TASK PROMPT:
Take the line containing "form: [70, 279]." and every line after it to the end of the records, and copy them exactly, excluding pictures.

DATA LISTING:
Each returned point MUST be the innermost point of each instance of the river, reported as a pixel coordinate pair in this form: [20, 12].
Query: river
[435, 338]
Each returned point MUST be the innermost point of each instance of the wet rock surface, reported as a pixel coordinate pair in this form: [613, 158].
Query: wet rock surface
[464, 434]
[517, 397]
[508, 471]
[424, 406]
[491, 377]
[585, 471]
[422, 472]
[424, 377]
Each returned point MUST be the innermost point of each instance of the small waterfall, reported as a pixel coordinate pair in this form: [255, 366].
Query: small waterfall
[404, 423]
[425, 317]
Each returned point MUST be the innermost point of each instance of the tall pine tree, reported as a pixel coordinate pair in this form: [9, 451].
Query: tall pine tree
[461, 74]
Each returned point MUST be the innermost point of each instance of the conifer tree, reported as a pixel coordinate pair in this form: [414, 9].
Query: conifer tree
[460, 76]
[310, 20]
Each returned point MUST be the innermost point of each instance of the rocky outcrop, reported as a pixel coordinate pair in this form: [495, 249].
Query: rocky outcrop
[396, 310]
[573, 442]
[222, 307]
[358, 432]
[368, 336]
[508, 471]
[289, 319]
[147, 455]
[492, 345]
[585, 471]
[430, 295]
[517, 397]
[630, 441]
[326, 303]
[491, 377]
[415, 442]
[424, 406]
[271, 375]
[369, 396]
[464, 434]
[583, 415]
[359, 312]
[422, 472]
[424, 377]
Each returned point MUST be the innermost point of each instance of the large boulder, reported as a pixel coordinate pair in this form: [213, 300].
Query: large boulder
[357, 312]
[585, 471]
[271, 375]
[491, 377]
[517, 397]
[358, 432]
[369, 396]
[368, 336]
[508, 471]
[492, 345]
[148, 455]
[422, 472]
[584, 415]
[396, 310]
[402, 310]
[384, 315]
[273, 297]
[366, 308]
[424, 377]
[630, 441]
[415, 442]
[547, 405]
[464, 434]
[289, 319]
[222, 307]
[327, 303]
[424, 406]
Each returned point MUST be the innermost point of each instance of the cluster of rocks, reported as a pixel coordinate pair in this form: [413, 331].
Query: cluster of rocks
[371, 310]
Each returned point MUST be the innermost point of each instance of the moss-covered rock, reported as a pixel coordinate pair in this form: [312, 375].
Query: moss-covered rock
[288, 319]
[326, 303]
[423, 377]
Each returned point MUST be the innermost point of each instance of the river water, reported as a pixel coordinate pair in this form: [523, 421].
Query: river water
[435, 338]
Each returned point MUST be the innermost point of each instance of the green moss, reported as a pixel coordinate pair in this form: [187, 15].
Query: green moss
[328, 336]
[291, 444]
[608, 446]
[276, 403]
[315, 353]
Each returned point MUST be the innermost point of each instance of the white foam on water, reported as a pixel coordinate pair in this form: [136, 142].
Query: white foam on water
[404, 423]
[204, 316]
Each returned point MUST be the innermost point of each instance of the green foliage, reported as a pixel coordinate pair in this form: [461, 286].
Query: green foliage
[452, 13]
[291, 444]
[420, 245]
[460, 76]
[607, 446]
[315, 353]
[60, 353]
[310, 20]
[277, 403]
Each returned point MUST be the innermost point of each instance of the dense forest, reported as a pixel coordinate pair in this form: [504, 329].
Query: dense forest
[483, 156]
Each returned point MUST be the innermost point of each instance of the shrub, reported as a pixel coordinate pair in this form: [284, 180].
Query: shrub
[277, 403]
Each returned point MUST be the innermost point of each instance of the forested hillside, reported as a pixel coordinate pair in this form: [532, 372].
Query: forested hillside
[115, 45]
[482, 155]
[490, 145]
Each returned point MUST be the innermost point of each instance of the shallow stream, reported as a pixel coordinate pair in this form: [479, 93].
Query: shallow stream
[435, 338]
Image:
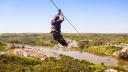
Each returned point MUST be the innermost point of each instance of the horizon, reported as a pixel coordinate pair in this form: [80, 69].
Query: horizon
[88, 16]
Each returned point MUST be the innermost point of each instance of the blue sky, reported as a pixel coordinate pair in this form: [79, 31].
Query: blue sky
[90, 16]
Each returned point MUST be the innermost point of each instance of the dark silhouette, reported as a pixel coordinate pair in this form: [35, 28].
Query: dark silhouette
[56, 28]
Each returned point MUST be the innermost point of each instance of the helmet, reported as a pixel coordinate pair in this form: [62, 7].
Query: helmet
[56, 17]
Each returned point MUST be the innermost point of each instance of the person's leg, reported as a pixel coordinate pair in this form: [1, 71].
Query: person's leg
[62, 41]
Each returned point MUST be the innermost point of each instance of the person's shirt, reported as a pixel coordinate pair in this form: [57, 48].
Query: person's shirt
[56, 24]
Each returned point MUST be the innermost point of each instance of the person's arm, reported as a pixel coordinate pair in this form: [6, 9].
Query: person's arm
[61, 16]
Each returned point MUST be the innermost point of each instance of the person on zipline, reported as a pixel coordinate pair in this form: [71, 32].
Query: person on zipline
[56, 28]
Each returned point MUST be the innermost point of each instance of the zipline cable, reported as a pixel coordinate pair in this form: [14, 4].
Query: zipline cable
[65, 17]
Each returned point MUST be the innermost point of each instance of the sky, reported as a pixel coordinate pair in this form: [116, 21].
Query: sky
[88, 16]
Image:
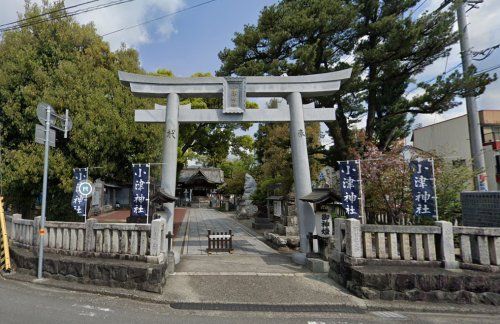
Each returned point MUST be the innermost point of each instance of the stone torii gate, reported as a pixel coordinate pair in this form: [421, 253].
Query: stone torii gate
[234, 91]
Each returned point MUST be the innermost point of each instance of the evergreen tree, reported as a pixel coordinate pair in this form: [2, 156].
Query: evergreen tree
[384, 42]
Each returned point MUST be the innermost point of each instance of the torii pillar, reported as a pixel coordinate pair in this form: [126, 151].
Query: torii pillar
[234, 91]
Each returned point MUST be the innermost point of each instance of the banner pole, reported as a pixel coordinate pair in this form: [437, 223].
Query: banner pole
[149, 189]
[434, 185]
[361, 196]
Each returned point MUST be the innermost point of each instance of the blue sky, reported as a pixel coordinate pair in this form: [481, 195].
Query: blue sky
[200, 34]
[189, 42]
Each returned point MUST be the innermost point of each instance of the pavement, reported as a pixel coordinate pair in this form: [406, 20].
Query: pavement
[192, 238]
[252, 285]
[26, 302]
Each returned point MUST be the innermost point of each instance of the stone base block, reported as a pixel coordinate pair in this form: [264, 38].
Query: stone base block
[262, 223]
[275, 239]
[317, 265]
[292, 221]
[138, 275]
[286, 230]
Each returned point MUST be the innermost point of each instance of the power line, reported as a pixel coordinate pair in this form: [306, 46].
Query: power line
[69, 14]
[485, 70]
[434, 78]
[420, 6]
[485, 52]
[48, 13]
[158, 18]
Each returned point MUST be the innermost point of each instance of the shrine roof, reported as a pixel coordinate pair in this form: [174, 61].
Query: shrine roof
[162, 197]
[211, 175]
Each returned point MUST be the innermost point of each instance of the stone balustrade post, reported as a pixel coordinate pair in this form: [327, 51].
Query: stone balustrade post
[337, 227]
[164, 231]
[155, 241]
[354, 247]
[90, 235]
[36, 232]
[13, 228]
[447, 246]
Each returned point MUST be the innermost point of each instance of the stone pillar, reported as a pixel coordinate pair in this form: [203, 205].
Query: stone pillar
[13, 228]
[447, 246]
[156, 237]
[90, 235]
[353, 245]
[169, 166]
[337, 227]
[301, 172]
[36, 233]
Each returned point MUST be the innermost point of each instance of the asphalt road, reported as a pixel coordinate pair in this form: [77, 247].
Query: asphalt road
[32, 303]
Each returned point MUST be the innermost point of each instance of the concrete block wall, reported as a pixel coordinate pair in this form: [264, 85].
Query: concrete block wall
[481, 209]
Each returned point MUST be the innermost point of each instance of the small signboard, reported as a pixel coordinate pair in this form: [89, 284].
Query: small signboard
[423, 188]
[79, 201]
[41, 112]
[84, 188]
[40, 135]
[234, 95]
[324, 226]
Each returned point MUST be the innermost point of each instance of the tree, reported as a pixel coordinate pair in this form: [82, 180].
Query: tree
[387, 188]
[382, 40]
[273, 152]
[69, 66]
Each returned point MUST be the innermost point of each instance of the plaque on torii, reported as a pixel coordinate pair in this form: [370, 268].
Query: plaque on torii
[234, 91]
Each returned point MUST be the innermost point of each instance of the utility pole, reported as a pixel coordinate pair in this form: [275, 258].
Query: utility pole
[476, 143]
[46, 135]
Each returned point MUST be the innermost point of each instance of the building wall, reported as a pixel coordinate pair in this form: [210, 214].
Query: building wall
[490, 161]
[448, 139]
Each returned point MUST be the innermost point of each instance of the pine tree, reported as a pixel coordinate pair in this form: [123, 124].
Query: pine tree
[384, 42]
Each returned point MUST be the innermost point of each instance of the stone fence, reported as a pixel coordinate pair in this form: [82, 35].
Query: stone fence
[137, 242]
[357, 243]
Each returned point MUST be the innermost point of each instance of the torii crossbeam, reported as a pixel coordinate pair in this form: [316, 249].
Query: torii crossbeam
[234, 91]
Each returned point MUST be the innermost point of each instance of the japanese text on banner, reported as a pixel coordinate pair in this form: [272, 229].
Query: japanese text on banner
[140, 190]
[79, 202]
[423, 188]
[350, 187]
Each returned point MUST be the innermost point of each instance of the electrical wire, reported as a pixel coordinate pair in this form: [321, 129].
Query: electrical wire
[158, 18]
[69, 14]
[47, 13]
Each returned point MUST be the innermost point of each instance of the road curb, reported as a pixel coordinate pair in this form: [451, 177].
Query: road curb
[369, 306]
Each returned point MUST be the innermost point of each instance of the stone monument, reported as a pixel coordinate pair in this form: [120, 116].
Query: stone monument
[246, 208]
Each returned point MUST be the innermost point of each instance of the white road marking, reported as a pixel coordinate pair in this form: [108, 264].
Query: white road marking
[90, 307]
[389, 315]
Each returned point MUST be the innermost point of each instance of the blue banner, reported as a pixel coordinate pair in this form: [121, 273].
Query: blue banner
[350, 187]
[79, 202]
[423, 188]
[140, 190]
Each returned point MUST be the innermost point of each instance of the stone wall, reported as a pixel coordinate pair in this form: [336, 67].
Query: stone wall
[417, 262]
[139, 242]
[417, 283]
[104, 272]
[481, 209]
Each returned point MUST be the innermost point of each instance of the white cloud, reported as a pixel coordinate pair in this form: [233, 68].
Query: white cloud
[484, 28]
[112, 18]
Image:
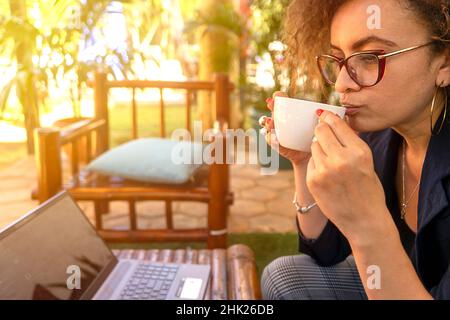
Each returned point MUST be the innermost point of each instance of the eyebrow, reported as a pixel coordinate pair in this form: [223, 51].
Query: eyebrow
[364, 41]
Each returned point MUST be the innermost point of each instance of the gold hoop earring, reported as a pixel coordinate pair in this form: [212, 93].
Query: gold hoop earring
[432, 111]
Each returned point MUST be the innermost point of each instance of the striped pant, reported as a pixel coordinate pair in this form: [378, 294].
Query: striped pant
[299, 277]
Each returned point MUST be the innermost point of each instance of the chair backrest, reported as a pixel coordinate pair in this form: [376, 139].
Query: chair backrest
[220, 86]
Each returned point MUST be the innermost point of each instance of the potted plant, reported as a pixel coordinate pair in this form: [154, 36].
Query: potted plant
[266, 55]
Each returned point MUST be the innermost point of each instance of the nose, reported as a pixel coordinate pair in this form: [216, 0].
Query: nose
[345, 83]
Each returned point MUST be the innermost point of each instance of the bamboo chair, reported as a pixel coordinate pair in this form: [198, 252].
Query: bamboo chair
[91, 137]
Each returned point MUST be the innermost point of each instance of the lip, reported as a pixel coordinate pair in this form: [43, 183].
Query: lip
[351, 109]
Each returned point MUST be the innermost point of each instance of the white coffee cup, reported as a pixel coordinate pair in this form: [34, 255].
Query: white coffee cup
[296, 119]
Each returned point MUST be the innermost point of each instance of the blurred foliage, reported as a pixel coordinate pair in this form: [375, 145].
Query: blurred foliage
[53, 31]
[265, 28]
[50, 31]
[221, 14]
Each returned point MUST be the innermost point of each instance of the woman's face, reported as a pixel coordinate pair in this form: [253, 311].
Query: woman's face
[403, 96]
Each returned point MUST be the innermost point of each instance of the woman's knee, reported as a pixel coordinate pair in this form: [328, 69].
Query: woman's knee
[280, 274]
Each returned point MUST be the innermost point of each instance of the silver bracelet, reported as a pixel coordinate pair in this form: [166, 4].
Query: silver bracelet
[301, 209]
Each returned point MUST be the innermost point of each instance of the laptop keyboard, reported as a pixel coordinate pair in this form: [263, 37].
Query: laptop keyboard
[149, 282]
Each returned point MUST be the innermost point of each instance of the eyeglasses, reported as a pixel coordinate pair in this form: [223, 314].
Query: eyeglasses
[366, 68]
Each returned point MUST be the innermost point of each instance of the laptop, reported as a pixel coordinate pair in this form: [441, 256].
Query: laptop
[54, 252]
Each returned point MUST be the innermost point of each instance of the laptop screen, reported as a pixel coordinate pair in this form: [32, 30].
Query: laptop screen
[53, 253]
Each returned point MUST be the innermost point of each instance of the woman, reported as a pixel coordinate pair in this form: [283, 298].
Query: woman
[381, 226]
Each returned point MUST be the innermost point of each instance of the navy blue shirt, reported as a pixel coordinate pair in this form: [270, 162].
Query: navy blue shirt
[430, 248]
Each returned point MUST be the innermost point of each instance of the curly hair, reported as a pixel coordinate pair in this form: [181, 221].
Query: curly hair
[307, 34]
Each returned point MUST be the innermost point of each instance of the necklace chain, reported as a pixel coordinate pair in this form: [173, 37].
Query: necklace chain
[405, 204]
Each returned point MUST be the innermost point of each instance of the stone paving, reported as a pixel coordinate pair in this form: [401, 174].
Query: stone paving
[262, 203]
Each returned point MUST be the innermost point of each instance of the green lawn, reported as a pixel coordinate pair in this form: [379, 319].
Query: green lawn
[266, 246]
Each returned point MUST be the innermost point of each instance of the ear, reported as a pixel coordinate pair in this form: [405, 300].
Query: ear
[443, 74]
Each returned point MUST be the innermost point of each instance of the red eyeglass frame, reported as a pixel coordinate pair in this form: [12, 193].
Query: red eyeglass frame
[379, 54]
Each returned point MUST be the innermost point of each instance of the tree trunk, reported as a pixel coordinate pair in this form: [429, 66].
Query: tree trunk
[28, 96]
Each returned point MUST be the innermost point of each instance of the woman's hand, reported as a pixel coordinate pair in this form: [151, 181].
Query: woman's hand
[296, 157]
[342, 179]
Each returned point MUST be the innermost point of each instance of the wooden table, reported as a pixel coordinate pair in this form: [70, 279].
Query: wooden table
[233, 270]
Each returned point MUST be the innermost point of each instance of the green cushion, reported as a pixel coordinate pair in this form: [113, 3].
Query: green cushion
[151, 160]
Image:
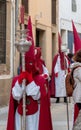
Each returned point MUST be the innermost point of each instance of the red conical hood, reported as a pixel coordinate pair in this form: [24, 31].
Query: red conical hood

OUTPUT:
Each returned point MUST be the innermost point of each instance of the wooden table, reported as a pixel coordinate pair in this form: [70, 279].
Query: wooden table
[233, 270]
Each returned point MUST be the innermost point of each instance of the green cushion, reported as a pixel coordinate pair in this form: [113, 3].
Query: green cushion
[151, 160]
Image:
Each returned point MUST be the innermost point of each instance of the red conical hood, reported as a pixel coordinate pair in this form: [24, 31].
Query: red conical hood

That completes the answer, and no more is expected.